AUSGANGSTEXT:
Eine deutsch-jüdische Familie, ein Vater, der überlebte, und die Spuren einer verlorenen Identität – In seinem Erstlingswerk „Spur und Abweg“ stellt Kurt Tallert sich der Verfolgungsgeschichte seiner Familie. Das Besondere an seinem Schicksal und seiner Perspektive auf die deutsche Geschichte: Kurt Tallert ist heute 37 Jahre alt, und doch wurde sein Vater als junger Mann noch von den Nazis als sogenannter Halbjude verfolgt. Bei der Geburt seines Sohnes ist Harry Tallert 58 Jahre alt. Und stirbt zwölf Jahre später.

EINTRÄGE:
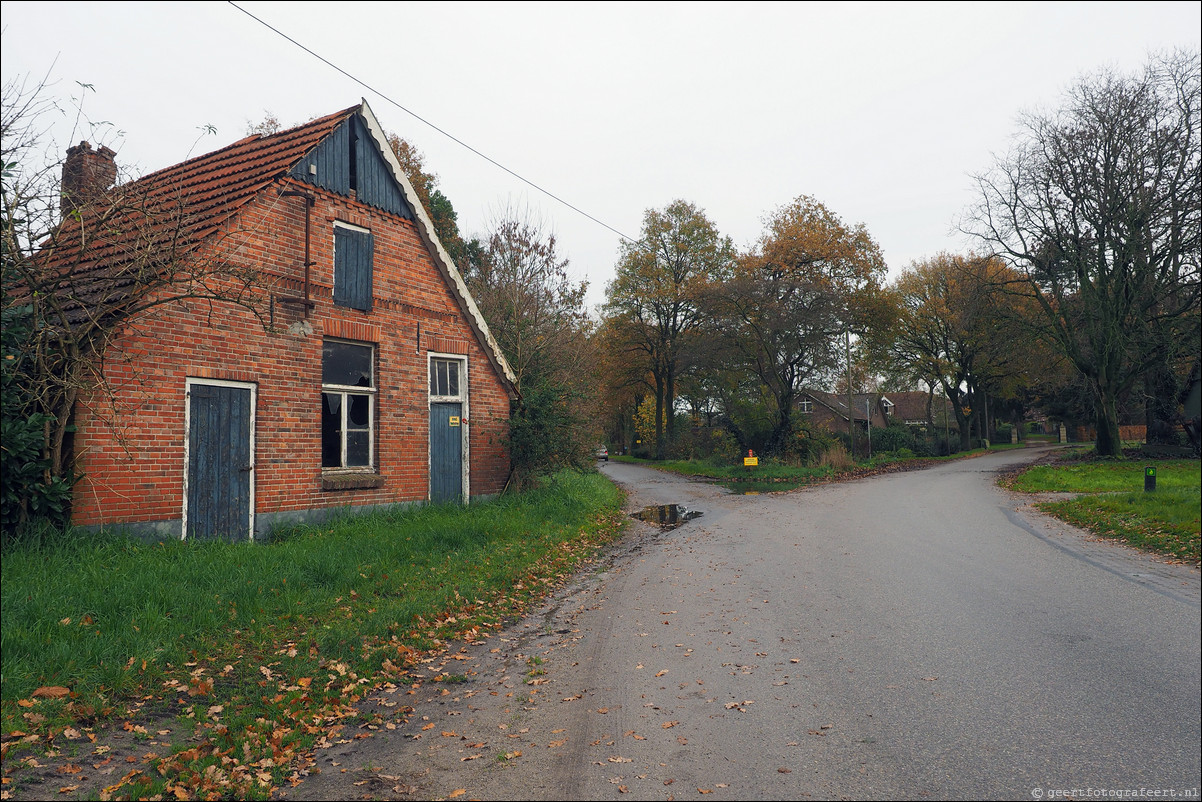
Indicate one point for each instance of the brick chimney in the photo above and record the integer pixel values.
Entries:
(87, 174)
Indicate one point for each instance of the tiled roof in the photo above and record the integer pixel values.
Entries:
(910, 405)
(838, 403)
(168, 214)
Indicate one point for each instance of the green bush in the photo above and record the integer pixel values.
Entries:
(29, 497)
(896, 437)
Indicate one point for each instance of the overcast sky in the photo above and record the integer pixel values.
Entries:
(880, 111)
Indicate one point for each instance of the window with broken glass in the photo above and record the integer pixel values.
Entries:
(347, 404)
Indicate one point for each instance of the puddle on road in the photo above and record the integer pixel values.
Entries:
(666, 516)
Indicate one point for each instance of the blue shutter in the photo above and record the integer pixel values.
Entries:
(352, 268)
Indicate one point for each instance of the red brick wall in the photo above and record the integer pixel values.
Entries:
(130, 446)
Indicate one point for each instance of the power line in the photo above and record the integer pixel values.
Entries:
(418, 117)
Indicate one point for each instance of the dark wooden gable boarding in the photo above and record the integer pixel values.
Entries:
(349, 160)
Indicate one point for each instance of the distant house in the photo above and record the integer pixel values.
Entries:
(373, 380)
(829, 410)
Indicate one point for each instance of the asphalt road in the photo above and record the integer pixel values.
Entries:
(916, 635)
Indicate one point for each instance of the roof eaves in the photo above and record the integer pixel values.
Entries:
(444, 261)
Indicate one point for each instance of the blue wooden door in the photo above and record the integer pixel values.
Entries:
(446, 452)
(219, 462)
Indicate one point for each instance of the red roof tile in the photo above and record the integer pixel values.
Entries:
(170, 213)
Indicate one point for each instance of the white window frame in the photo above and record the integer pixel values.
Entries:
(344, 408)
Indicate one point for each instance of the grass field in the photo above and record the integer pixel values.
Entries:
(260, 649)
(1166, 521)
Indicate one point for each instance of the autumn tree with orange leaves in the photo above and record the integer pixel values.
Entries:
(655, 298)
(792, 301)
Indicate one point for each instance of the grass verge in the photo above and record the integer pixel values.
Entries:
(261, 652)
(1114, 504)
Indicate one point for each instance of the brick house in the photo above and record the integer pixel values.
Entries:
(829, 410)
(361, 375)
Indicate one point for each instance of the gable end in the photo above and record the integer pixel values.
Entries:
(347, 160)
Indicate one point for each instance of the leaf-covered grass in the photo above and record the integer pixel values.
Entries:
(1107, 476)
(1166, 521)
(290, 633)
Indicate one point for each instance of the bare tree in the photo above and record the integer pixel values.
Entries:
(1098, 206)
(79, 266)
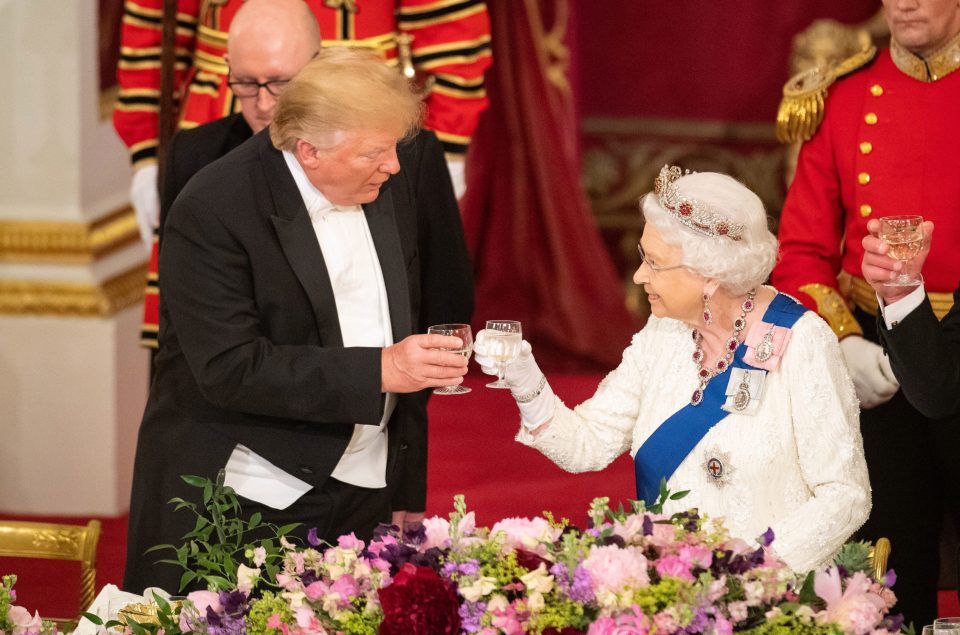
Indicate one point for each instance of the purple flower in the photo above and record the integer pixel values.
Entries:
(582, 588)
(766, 537)
(470, 614)
(647, 525)
(890, 579)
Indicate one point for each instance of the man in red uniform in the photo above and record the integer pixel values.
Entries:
(887, 145)
(445, 42)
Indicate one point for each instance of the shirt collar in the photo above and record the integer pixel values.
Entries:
(318, 206)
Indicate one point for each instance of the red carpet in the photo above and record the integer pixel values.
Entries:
(472, 452)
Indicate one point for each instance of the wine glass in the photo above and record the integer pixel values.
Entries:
(944, 625)
(503, 340)
(466, 336)
(904, 237)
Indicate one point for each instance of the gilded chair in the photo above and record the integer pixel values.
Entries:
(879, 557)
(54, 541)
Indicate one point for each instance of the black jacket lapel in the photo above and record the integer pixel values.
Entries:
(381, 218)
(299, 242)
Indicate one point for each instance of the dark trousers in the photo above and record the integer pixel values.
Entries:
(914, 470)
(334, 509)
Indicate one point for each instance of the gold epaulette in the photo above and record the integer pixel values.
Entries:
(833, 308)
(801, 109)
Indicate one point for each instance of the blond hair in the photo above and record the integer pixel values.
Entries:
(344, 90)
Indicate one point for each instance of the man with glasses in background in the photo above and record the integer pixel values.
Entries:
(269, 42)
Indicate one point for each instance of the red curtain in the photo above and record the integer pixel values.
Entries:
(537, 253)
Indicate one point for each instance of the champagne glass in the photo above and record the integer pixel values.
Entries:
(503, 340)
(904, 237)
(466, 336)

AUFGABE: Zitiere den Ausgangstext wörtlich von „Eine deutsch-jüdische Familie, ein“ bis „zwölf Jahre später.“. Die Einträge spielen hier keine Rolle.

MUSTERLÖSUNG:
Eine deutsch-jüdische Familie, ein Vater, der überlebte, und die Spuren einer verlorenen Identität – In seinem Erstlingswerk „Spur und Abweg“ stellt Kurt Tallert sich der Verfolgungsgeschichte seiner Familie. Das Besondere an seinem Schicksal und seiner Perspektive auf die deutsche Geschichte: Kurt Tallert ist heute 37 Jahre alt, und doch wurde sein Vater als junger Mann noch von den Nazis als sogenannter Halbjude verfolgt. Bei der Geburt seines Sohnes ist Harry Tallert 58 Jahre alt. Und stirbt zwölf Jahre später.